Labeled-object pointing items =
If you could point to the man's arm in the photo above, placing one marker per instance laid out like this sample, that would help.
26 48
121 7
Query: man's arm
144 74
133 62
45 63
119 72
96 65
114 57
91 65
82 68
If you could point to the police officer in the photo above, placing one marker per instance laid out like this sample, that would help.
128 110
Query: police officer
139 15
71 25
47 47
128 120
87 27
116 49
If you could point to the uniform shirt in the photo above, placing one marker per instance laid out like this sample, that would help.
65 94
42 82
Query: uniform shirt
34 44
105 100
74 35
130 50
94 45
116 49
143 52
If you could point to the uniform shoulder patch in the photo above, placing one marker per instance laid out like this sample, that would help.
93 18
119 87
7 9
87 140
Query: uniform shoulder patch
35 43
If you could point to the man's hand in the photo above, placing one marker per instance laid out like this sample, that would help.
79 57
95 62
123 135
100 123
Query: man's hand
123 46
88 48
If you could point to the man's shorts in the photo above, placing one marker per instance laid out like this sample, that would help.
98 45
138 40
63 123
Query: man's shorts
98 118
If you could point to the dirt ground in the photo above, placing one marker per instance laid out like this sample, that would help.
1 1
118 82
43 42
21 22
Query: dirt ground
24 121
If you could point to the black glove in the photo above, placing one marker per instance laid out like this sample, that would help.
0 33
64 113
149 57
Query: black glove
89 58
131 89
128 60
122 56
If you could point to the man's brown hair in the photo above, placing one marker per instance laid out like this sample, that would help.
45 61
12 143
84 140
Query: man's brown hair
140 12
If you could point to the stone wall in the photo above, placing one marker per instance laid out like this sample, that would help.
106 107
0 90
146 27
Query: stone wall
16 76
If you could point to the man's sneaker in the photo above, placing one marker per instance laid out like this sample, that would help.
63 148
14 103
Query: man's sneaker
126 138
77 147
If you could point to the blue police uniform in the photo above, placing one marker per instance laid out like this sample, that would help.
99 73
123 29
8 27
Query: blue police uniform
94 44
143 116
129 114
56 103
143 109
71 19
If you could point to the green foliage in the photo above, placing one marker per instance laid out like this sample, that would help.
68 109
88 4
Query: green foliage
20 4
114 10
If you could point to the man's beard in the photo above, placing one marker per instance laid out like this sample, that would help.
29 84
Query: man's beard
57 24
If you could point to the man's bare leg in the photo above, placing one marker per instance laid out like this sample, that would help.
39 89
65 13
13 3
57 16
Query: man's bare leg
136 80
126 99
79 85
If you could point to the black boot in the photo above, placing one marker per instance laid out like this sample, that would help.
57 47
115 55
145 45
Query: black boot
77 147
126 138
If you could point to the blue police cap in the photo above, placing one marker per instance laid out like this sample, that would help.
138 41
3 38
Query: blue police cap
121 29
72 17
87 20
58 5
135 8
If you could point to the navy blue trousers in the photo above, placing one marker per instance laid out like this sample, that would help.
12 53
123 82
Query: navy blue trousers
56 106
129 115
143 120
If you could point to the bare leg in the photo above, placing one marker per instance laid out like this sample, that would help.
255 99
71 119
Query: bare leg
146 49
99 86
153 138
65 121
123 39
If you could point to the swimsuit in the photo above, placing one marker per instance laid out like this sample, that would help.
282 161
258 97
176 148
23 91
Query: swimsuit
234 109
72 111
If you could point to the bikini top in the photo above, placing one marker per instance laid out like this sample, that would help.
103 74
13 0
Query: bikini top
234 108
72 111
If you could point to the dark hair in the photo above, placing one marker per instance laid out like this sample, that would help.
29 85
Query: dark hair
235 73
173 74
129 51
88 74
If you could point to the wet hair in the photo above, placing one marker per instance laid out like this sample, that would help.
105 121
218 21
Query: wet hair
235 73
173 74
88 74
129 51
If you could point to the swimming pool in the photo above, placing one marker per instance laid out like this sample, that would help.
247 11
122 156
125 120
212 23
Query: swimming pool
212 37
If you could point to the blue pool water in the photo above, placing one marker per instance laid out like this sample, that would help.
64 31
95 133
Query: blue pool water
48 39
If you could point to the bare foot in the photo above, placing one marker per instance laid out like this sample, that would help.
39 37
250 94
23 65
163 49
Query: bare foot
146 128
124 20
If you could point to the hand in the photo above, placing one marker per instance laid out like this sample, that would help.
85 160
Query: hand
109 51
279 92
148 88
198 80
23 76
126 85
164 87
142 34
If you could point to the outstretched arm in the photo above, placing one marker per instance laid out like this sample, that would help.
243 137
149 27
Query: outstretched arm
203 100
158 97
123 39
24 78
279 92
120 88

Do this =
Render every line of the items above as a Markdown table with a "Row" column holding the row number and a "Line" column holding the line, skipping blank lines.

Written response =
| Row | Line |
|---|---|
| 1 | If you could point to the man's arm in the photo above, placing one marker per instance laid out like this sample, that would help. |
| 2 | 26 48 |
| 3 | 121 7 |
| 4 | Query: man's arm |
| 5 | 144 74 |
| 6 | 133 62 |
| 7 | 45 63 |
| 8 | 119 72 |
| 9 | 96 65 |
| 10 | 114 57 |
| 11 | 91 65 |
| 12 | 82 68 |
| 13 | If you could point to the police officer in the photo above, placing one marker per instance laid out like this sample, that would help. |
| 14 | 128 110 |
| 15 | Query: police officer |
| 16 | 139 15 |
| 17 | 71 25 |
| 18 | 47 47 |
| 19 | 128 120 |
| 20 | 87 27 |
| 21 | 116 49 |
| 22 | If you could point to the uniform shirt in the photo above, placing one marker per instance laid out like this sample, that would help. |
| 23 | 65 94 |
| 24 | 42 82 |
| 25 | Query: uniform shirt |
| 26 | 34 44 |
| 27 | 105 100 |
| 28 | 74 35 |
| 29 | 130 50 |
| 30 | 94 45 |
| 31 | 116 49 |
| 32 | 143 52 |
| 33 | If you could point to the uniform shoulder patch in the photo above, placing one marker per instance laid out like this sample, that would help. |
| 34 | 93 18 |
| 35 | 119 87 |
| 36 | 7 9 |
| 37 | 87 140 |
| 38 | Query: uniform shoulder patch |
| 39 | 35 43 |
| 40 | If you could point to the man's hand in the photo above, placing one marker per instance laid out like this sample, that would help. |
| 41 | 79 57 |
| 42 | 95 62 |
| 43 | 123 135 |
| 44 | 100 123 |
| 45 | Query: man's hand |
| 46 | 123 46 |
| 47 | 88 48 |
| 48 | If you could point to the man's shorts in the photo above, placing one marker per instance laid out like this sample, that would help. |
| 49 | 98 45 |
| 50 | 138 40 |
| 51 | 63 123 |
| 52 | Query: man's shorts |
| 53 | 98 118 |
| 54 | If you could point to the dirt ground in the photo above, placing one marker per instance laid out like this sample, that would help. |
| 55 | 1 1 |
| 56 | 118 82 |
| 57 | 43 42 |
| 58 | 21 22 |
| 59 | Query: dirt ground |
| 60 | 24 121 |
| 61 | If you could point to the black glove in the photo above, placing one marker per instance laid out like this sample, that would help. |
| 62 | 0 33 |
| 63 | 64 113 |
| 64 | 149 57 |
| 65 | Query: black glove |
| 66 | 89 58 |
| 67 | 131 89 |
| 68 | 128 60 |
| 69 | 122 56 |
| 70 | If you could point to the man's brown hair in the photo above, placing one marker per instance laid out like this sample, that would help. |
| 71 | 45 61 |
| 72 | 12 143 |
| 73 | 84 140 |
| 74 | Query: man's brown hair |
| 75 | 140 12 |
| 76 | If you could point to the stone wall in the photo above, placing one marker per instance laid out like this sample, that would help. |
| 77 | 106 107 |
| 78 | 0 90 |
| 79 | 146 27 |
| 80 | Query: stone wall |
| 81 | 16 76 |
| 82 | If you could point to the man's sneaker in the photo above, placing one marker per instance laid out like this sample, that would help. |
| 83 | 63 148 |
| 84 | 14 103 |
| 85 | Query: man's sneaker |
| 86 | 126 138 |
| 87 | 77 147 |
| 88 | If you could point to the blue police uniform in the photo above, placing one marker per instance laid out like this sample, that would help. |
| 89 | 99 73 |
| 90 | 123 29 |
| 91 | 8 27 |
| 92 | Query: blue police uniform |
| 93 | 94 44 |
| 94 | 143 116 |
| 95 | 129 114 |
| 96 | 56 103 |
| 97 | 143 109 |
| 98 | 71 19 |
| 99 | If you could point to the green foliage in the photo above, placing one marker per instance laid out like this sample, that would help. |
| 100 | 68 109 |
| 101 | 88 4 |
| 102 | Query: green foliage |
| 103 | 20 4 |
| 104 | 114 10 |
| 105 | If you could point to the man's beard in the photo above, placing one marker per instance laid out like this sample, that would help. |
| 106 | 29 84 |
| 107 | Query: man's beard |
| 108 | 57 24 |
| 109 | If you could point to the man's bare leg in the photo above, placing one marker per instance laid out like this sample, that would help. |
| 110 | 39 89 |
| 111 | 65 13 |
| 112 | 13 3 |
| 113 | 57 16 |
| 114 | Query: man's bare leg |
| 115 | 136 80 |
| 116 | 126 99 |
| 117 | 79 85 |
| 118 | If you could point to the black boot in the photo above, placing one marker per instance laid out like this sample, that would help. |
| 119 | 57 47 |
| 120 | 115 55 |
| 121 | 145 45 |
| 122 | Query: black boot |
| 123 | 77 147 |
| 124 | 126 138 |
| 125 | If you could point to the blue police cap in the photo above, placing one marker per instance laid out like this sample, that would help. |
| 126 | 138 41 |
| 127 | 3 38 |
| 128 | Query: blue police cap |
| 129 | 121 29 |
| 130 | 72 17 |
| 131 | 87 20 |
| 132 | 58 5 |
| 133 | 135 8 |
| 134 | If you could point to the navy blue trousers in the photo above, placing one marker per instance laid out like this sample, that would help. |
| 135 | 12 53 |
| 136 | 123 82 |
| 137 | Query: navy blue trousers |
| 138 | 56 106 |
| 139 | 129 115 |
| 140 | 143 120 |
| 141 | If you could point to the bare leg in the photo above, placing one marker per instance laid out like this sample, that would help. |
| 142 | 255 99 |
| 143 | 71 119 |
| 144 | Query: bare leg |
| 145 | 146 49 |
| 146 | 99 86 |
| 147 | 153 138 |
| 148 | 65 121 |
| 149 | 123 39 |
| 150 | If you could point to the swimsuit in the photo above, placing one marker per instance laid out like this sample, that would help. |
| 151 | 282 161 |
| 152 | 258 97 |
| 153 | 176 148 |
| 154 | 23 91 |
| 155 | Query: swimsuit |
| 156 | 234 109 |
| 157 | 72 111 |
| 158 | If you could point to the bikini top in the photo above, placing one marker per instance laid out like this sample, that would help. |
| 159 | 103 74 |
| 160 | 13 0 |
| 161 | Query: bikini top |
| 162 | 234 108 |
| 163 | 72 111 |
| 164 | If you could point to the dark hair in the photo above, placing one marker per instance laid out like this sample, that would help. |
| 165 | 29 85 |
| 166 | Query: dark hair |
| 167 | 235 73 |
| 168 | 173 74 |
| 169 | 129 51 |
| 170 | 88 74 |
| 171 | If you could point to the wet hair in the photo above, placing one marker per instance laid out like this sample, that would help. |
| 172 | 105 121 |
| 173 | 218 21 |
| 174 | Query: wet hair |
| 175 | 235 73 |
| 176 | 173 74 |
| 177 | 88 74 |
| 178 | 129 51 |
| 179 | If you could point to the swimming pool in the photo above, placing one marker per instance laid out like this sample, that would help. |
| 180 | 247 11 |
| 181 | 122 156 |
| 182 | 125 120 |
| 183 | 212 23 |
| 184 | Query: swimming pool |
| 185 | 212 37 |
| 186 | If you could point to the blue pool water in the photo above, placing one marker per instance laid out like this sample, that would help. |
| 187 | 64 31 |
| 188 | 95 133 |
| 189 | Query: blue pool water |
| 190 | 48 39 |
| 191 | If you could point to the bare foot in the photo above, placing one marker per instance laid out like this sample, that would help. |
| 192 | 39 37 |
| 193 | 250 94 |
| 194 | 23 65 |
| 195 | 163 49 |
| 196 | Query: bare foot |
| 197 | 146 128 |
| 198 | 124 20 |
| 199 | If you could point to the hand in the photo above, placing one marker per instance laid out like this sample, that would help. |
| 200 | 85 160 |
| 201 | Query: hand |
| 202 | 109 51 |
| 203 | 279 92 |
| 204 | 148 88 |
| 205 | 198 80 |
| 206 | 23 76 |
| 207 | 126 85 |
| 208 | 164 87 |
| 209 | 142 34 |
| 210 | If you could point to the outstretched arm in the photo above, placing one marker per instance laid out like this sample, that would help. |
| 211 | 243 137 |
| 212 | 149 27 |
| 213 | Query: outstretched arm |
| 214 | 203 100 |
| 215 | 158 97 |
| 216 | 123 39 |
| 217 | 24 78 |
| 218 | 279 92 |
| 219 | 120 88 |